-- Records for this task follows --

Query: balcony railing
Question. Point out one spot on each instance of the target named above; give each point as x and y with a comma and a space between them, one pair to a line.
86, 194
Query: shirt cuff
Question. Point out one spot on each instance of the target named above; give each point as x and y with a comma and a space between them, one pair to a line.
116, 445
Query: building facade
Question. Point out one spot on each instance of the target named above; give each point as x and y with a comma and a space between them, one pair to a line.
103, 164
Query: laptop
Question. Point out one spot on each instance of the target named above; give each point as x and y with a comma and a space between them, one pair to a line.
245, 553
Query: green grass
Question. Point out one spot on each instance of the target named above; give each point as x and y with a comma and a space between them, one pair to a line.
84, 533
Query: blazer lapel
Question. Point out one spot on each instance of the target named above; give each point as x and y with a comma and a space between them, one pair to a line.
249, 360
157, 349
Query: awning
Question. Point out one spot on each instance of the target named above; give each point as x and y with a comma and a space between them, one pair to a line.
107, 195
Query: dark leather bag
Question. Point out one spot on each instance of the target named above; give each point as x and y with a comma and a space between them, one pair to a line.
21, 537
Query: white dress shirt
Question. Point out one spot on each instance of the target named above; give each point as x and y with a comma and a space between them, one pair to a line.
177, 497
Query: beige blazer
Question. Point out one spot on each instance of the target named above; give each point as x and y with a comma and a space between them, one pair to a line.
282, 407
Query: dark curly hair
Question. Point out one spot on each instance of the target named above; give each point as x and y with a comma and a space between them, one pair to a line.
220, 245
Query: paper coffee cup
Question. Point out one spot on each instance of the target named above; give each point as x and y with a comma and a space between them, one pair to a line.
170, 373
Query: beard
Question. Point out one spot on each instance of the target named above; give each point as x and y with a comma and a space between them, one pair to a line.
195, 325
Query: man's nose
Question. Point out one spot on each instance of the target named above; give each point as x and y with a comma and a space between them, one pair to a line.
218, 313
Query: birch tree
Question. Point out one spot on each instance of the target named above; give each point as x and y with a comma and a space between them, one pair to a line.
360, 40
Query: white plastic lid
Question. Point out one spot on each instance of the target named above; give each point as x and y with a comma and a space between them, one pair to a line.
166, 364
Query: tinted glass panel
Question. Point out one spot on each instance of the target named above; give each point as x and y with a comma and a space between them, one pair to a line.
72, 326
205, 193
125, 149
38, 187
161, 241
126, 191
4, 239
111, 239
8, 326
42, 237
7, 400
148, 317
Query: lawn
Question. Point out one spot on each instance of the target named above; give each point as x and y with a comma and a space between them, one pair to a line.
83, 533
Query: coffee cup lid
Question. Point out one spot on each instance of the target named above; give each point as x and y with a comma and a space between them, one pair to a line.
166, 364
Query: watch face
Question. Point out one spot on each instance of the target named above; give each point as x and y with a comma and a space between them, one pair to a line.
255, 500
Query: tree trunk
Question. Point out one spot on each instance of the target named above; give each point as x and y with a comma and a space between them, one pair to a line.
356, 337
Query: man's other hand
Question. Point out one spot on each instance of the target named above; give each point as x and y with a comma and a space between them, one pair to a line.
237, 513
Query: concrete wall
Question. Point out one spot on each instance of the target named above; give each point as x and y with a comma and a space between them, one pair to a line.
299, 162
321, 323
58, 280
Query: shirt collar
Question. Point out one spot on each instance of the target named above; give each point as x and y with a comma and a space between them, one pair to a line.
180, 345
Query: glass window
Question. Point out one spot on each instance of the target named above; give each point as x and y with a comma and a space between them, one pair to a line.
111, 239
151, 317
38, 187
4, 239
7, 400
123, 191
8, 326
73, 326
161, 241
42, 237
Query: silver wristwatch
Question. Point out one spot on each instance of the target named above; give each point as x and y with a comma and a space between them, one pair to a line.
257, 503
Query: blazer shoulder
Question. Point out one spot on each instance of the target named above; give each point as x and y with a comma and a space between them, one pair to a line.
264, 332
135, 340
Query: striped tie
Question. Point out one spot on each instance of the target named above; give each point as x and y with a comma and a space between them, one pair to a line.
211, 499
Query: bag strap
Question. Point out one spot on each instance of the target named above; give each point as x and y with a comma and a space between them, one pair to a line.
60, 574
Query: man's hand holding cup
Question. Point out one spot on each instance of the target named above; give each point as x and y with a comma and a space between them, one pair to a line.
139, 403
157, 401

-- Records for this task concluded --

Work task: With the line containing "Query: shirt cuff" as the last one, please set down exactly the lines of the records above from their very first line, and nothing more.

Answer section:
Query: balcony railing
Question. Point out one spot on each instance of the target named above; give each point as x and y with a comma and a space between them, one pair to a line.
86, 194
Query: shirt cuff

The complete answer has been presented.